Houve um tempo em que a censura era prima irmã da ausência de livros e bibliotecas a mão cheia – déficit que ainda carregamos igualmente a mão cheia por estas bandas. Atualmente a censura acontece pelas vias tradicionais mesmo, ou seja, silenciando as possiblidades de circulação de leituras e conversas – além, claro, da profusão de dados produzidos e dispersados por inúmeras fontes, muitas questionáveis, remixado com o baixo índice de letramento da população, que impede a leitura crítica nas entrelinhas dos textos. Destituídas das jornadas de construção de cérebro e comportamento leitor, vamos deixando cada vez mais e mais gente à margem da possibilidade de ler para ler o mundo e fazer dele o melhor lugar para todas as vidas viverem.

Ocorre que a vida pulsa e expande. Afinal, como aprendemos com Darwin, a esterilidade não é a missão da vida.

Numa dessas voltas que a vida dá, aceitei a proposta de realizar alguns encontros de formação com educadoras mediadoras de leitura de Salas de Leitura de escolas públicas em Açailândia, na zona rural do Maranhão. O tema me encantou e motivou desde o início: gestão democrática das Salas de Leitura. Desde que andei o primeiro passo em direção à defesa de universalização de bibliotecas vivas e pulsantes Brasil afora e escolas adentro o fiz movida pela convicção de que saber ler e desenvolver o comportamento leitor para mergulhar no oceano das palavras e emergir com mais conhecimentos para fazer deste planeta o melhor lugar possível para todas as vidas viverem. E como a bibliotecária Geneviève Patte, escolhi os livros e as bibliotecas para atuar em defesa dos humanos direitos.

Material fornecido:

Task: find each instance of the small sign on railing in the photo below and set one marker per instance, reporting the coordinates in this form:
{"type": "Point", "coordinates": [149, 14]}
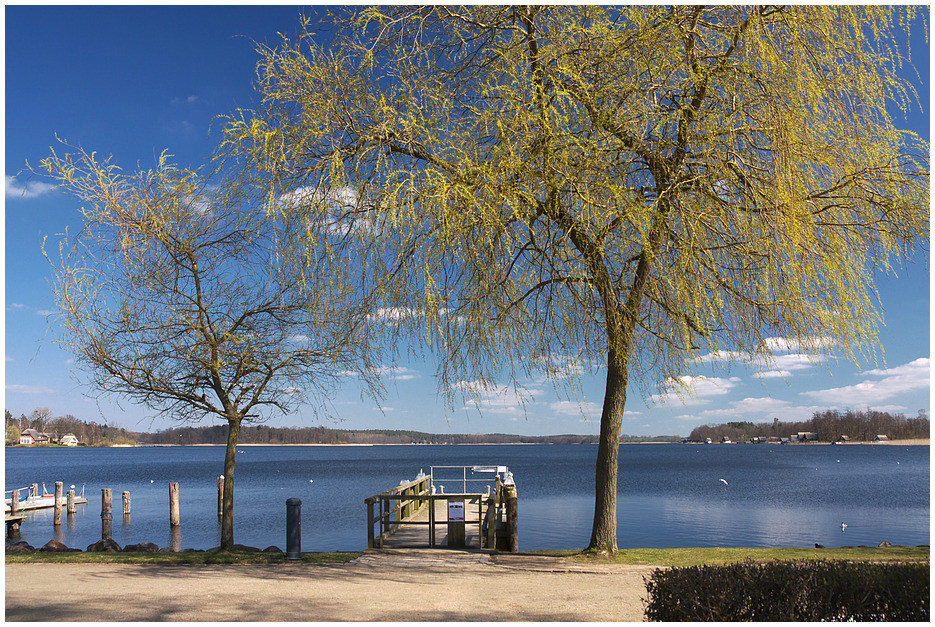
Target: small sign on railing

Tarefas do exercício:
1 - Segundo o trecho, qual era o tema dos encontros de formação com as educadoras mediadoras de leitura?
2 - Redigite, sem nenhuma alteração, tudo o que vai de "Houve um tempo" até "missão da vida." no trecho.
3 - Resuma o trecho em duas frases.
As linhas não são necessárias para resolver as tarefas.

Respostas do exercício:
1 - A gestão democrática das Salas de Leitura.

2 -
Houve um tempo em que a censura era prima irmã da ausência de livros e bibliotecas a mão cheia – déficit que ainda carregamos igualmente a mão cheia por estas bandas. Atualmente a censura acontece pelas vias tradicionais mesmo, ou seja, silenciando as possiblidades de circulação de leituras e conversas – além, claro, da profusão de dados produzidos e dispersados por inúmeras fontes, muitas questionáveis, remixado com o baixo índice de letramento da população, que impede a leitura crítica nas entrelinhas dos textos. Destituídas das jornadas de construção de cérebro e comportamento leitor, vamos deixando cada vez mais e mais gente à margem da possibilidade de ler para ler o mundo e fazer dele o melhor lugar para todas as vidas viverem.

Ocorre que a vida pulsa e expande. Afinal, como aprendemos com Darwin, a esterilidade não é a missão da vida.

3 - Hoje a censura silencia a circulação de leituras e conversas, e isso se agrava com o excesso de dados vindos de fontes muitas vezes questionáveis e com o baixo letramento da população, o que deixa cada vez mais gente sem poder ler o mundo. Quem escreve conta ter aceitado realizar encontros de formação sobre gestão democrática das Salas de Leitura com educadoras mediadoras de leitura de escolas públicas em Açailândia, na zona rural do Maranhão.